Saved data entries
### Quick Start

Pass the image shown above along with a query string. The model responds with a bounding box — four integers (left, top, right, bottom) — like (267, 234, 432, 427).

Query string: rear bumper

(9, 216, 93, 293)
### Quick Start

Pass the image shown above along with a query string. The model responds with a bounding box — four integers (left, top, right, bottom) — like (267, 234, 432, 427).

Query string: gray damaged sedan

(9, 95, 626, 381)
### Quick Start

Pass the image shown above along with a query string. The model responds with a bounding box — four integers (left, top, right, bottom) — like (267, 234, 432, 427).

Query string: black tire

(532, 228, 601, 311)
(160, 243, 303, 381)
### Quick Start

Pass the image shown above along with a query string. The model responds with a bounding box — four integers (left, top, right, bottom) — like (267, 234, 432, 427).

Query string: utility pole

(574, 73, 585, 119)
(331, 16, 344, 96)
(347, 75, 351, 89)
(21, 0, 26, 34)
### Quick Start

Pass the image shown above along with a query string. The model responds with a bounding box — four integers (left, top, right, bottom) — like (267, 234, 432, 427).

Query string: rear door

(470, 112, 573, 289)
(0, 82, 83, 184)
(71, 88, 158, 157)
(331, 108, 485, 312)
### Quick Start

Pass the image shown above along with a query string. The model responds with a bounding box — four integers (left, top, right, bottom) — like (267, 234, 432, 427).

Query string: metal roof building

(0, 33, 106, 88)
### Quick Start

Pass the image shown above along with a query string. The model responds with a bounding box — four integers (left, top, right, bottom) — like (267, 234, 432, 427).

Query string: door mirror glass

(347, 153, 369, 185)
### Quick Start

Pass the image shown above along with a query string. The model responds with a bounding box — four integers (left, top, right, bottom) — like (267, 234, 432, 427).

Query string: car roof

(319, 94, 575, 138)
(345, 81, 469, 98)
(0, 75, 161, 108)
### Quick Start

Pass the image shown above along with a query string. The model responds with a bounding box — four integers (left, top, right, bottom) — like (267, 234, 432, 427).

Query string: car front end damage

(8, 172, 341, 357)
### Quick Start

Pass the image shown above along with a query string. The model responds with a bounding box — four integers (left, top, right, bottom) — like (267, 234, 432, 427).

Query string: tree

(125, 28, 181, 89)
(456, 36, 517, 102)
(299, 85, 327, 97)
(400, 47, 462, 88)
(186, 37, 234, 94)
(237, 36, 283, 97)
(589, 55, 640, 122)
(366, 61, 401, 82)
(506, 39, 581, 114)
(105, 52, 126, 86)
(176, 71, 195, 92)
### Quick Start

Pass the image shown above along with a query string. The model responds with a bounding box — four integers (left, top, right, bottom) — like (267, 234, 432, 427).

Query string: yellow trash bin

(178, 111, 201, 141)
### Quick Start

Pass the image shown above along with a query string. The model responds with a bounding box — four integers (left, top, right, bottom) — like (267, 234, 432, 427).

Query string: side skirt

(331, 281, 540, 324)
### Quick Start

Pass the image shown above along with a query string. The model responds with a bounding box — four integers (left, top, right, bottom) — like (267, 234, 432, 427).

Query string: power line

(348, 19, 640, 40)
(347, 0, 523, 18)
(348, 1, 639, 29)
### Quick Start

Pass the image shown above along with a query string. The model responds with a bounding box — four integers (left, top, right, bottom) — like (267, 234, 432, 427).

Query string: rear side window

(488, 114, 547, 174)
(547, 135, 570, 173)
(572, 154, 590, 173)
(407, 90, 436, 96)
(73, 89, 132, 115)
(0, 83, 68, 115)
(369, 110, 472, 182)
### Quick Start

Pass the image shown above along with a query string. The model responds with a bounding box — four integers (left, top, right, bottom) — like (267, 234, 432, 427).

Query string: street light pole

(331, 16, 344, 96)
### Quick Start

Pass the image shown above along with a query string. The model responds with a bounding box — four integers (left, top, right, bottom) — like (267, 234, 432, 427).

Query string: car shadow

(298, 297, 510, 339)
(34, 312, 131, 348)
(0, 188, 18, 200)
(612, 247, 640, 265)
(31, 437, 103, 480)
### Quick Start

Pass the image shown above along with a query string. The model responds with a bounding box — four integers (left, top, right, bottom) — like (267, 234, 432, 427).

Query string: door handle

Exercise requirements
What you give back should match the entries above exactly.

Answer to this problem
### Quick Start

Pass the image shown above along with a query string. The model responds with a bounding box — four integers (left, top, right, bottom) — like (267, 234, 432, 427).

Query string: rear bumper

(9, 216, 93, 293)
### Quick Start

Pass the image shown above along with a query string. The model responds with a bounding box — four integers (left, top, right, bottom) — like (267, 234, 432, 427).

Query string: gray damaged sedan

(9, 95, 626, 381)
### Quick Start

Pass the image shown above along with a query string. The model responds with a bounding box — four integers (left, top, right, bottom) — like (267, 234, 432, 427).

Query string: black tire

(532, 228, 601, 311)
(160, 243, 303, 381)
### Quick Start

Pass the image shown above along with a query string. The model responds with a bounding box — four integers (left, top, right, bottom) — like (267, 234, 432, 427).

Query string: utility pole

(574, 73, 585, 119)
(331, 16, 344, 96)
(347, 75, 351, 89)
(21, 0, 26, 34)
### Quick Start

Pass the image shown above along with a query string. The model responds with a bounding box — four integers (left, top, right, bottom) — like (267, 234, 432, 427).

Query string: rear door

(470, 112, 573, 289)
(0, 82, 83, 184)
(71, 88, 158, 157)
(331, 108, 485, 312)
### Quick Start

Pass the image shown above along with a query string. The model responds with a bounding box — four integers (left, top, right, bottom) — like (267, 234, 432, 427).

Query string: metal roof building

(0, 33, 106, 88)
### Quick Start

Pass the image shown above along with a query string. The model responds with a bounding box — four integers (left, top, right, bottom) — like (267, 234, 432, 427).

Query string: door mirror glass

(347, 153, 369, 185)
### Quick Start

Pass the image shown above along with a query string. The model responds with a bounding box — four integers (left, top, right, bottom) — like (267, 234, 432, 427).

Query string: car roof

(319, 94, 575, 138)
(345, 81, 469, 98)
(0, 75, 161, 108)
### Quick Start

Pass the image shown above along with a query string. The model responds with a bounding box — four integers (left, top, right, bottom) — like (267, 234, 432, 427).

Query string: car front end damage

(8, 172, 341, 357)
### Quick Start

Pass the image shown above along with a query string. The model responds with a bounding box — four integers (left, top, right, bottom) — like (267, 234, 432, 427).

Query string: tree

(125, 28, 181, 89)
(456, 36, 517, 102)
(299, 85, 327, 97)
(400, 47, 462, 88)
(186, 37, 234, 94)
(237, 36, 283, 97)
(589, 55, 640, 122)
(366, 61, 401, 82)
(506, 39, 581, 114)
(105, 52, 126, 86)
(176, 71, 195, 92)
### Quick Start

Pass the image shown above along with a query string. The model responds with a bounding box — four integers (left, top, right, bottom) — like (267, 234, 432, 427).

Query string: yellow trash bin

(178, 111, 201, 141)
### Quick Start

Pass the image shown above along with a query string. The model responds with a bounding box — four integers (left, top, right, bottom) — like (267, 234, 432, 427).

Query string: side skirt

(331, 281, 540, 324)
### Quick Start

Pass the image shown above along with a query string. The model responds with a bounding box — four integers (left, top, right, bottom) — like (267, 234, 432, 427).

Query string: power line

(348, 19, 640, 40)
(347, 0, 523, 18)
(348, 1, 639, 29)
### Quick Start

Pass the image shown above along with a query string. The model responds with a bounding box — four integers (left, top, right, bottom) — like (267, 234, 432, 427).

Query string: rear side window

(488, 114, 547, 174)
(547, 135, 570, 173)
(572, 154, 590, 173)
(407, 90, 436, 96)
(73, 89, 132, 115)
(0, 83, 68, 115)
(369, 110, 472, 182)
### Quick Start

Pass the image shown above along with a query string. The model responds with a bounding box — four integers (left, top, right, bottom) — like (267, 234, 432, 427).

Query string: street light pole

(331, 16, 344, 96)
### Quick Start

Pass the image shown above along with a query string. The model responds with a bounding box — four integers (left, top, right, bottom) — like (267, 234, 432, 427).

Query string: car shadow

(298, 297, 510, 339)
(34, 312, 131, 348)
(0, 188, 18, 200)
(612, 247, 640, 265)
(31, 437, 103, 480)
### Quick Start

Pass the image shown above along with a query string. The model responds with a bounding box — four integers (left, top, right, bottom) — like (267, 234, 432, 427).

Query string: door handle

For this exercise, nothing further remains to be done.